WHAT YOU HAVE TO DO
Quote the lines word for word, starting at the line that contains "- **Query**: tree line" and ending at the line that contains "left=95, top=47, right=108, bottom=60", both included.

MATERIAL
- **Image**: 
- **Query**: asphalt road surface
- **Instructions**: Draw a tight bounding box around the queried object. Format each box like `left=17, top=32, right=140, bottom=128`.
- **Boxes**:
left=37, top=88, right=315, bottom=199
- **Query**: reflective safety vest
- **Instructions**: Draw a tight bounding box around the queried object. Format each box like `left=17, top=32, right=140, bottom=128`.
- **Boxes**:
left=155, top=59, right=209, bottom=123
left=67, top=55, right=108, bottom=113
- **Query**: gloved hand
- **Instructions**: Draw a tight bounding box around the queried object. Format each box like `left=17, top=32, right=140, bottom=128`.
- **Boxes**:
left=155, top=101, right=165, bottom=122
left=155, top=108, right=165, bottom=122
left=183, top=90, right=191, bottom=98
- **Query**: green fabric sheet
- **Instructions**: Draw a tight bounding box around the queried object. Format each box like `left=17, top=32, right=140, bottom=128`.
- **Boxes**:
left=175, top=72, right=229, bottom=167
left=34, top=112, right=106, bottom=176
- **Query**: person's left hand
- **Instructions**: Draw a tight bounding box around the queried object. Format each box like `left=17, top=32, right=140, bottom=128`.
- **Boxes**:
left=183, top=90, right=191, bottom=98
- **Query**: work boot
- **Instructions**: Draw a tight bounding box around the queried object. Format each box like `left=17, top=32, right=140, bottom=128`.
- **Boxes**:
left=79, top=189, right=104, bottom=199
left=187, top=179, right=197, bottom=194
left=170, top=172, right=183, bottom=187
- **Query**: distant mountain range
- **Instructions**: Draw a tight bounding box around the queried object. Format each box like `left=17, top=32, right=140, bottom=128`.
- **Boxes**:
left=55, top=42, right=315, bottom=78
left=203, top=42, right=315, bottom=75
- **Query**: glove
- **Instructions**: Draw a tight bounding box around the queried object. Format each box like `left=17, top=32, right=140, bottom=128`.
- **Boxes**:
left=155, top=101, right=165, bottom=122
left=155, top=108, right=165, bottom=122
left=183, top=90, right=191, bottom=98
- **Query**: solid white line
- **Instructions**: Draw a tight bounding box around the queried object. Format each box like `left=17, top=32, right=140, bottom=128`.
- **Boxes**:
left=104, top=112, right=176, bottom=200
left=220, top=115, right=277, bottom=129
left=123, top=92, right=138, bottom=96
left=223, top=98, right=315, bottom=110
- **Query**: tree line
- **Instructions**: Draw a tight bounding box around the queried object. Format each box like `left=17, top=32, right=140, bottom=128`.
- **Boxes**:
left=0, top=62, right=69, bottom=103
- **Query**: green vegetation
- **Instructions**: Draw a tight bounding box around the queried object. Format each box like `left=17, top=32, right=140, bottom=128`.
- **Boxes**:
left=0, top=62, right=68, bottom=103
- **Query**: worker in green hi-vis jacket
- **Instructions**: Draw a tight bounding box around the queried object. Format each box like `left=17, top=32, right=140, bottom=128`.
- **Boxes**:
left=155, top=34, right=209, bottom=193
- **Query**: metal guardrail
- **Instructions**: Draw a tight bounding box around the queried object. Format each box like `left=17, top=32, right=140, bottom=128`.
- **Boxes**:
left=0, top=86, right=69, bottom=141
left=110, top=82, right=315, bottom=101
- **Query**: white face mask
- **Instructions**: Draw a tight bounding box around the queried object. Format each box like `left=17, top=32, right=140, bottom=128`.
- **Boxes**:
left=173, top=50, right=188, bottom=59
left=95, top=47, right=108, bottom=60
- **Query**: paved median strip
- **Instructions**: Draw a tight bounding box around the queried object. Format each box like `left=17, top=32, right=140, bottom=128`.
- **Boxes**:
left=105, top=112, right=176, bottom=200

THE OUTPUT
- **Query**: tree line
- **Instructions**: Draw a tight bounding box around the queried object. Format each box like `left=17, top=32, right=140, bottom=128`.
- **Boxes**:
left=0, top=62, right=69, bottom=103
- **Query**: green vegetation
- **Instructions**: Draw a tight bounding box around the queried object. Format each box like `left=17, top=32, right=140, bottom=128`.
- **Boxes**:
left=0, top=62, right=68, bottom=103
- **Query**: worker in green hi-vis jacket
- **Instructions**: Draw a tight bounding box around the queried object. Format each box like `left=17, top=32, right=140, bottom=128`.
- **Boxes**:
left=155, top=34, right=209, bottom=193
- **Query**: metal guardrail
- **Instructions**: Draw a tight bounding box around the queried object. Format each box like `left=17, top=32, right=140, bottom=128`.
- **Boxes**:
left=0, top=86, right=69, bottom=141
left=110, top=82, right=315, bottom=101
- **Query**: white face mask
- **Instructions**: Draw a tight bounding box around the queried object. Format each box like `left=17, top=32, right=140, bottom=128`.
- **Boxes**:
left=173, top=50, right=188, bottom=59
left=95, top=47, right=108, bottom=60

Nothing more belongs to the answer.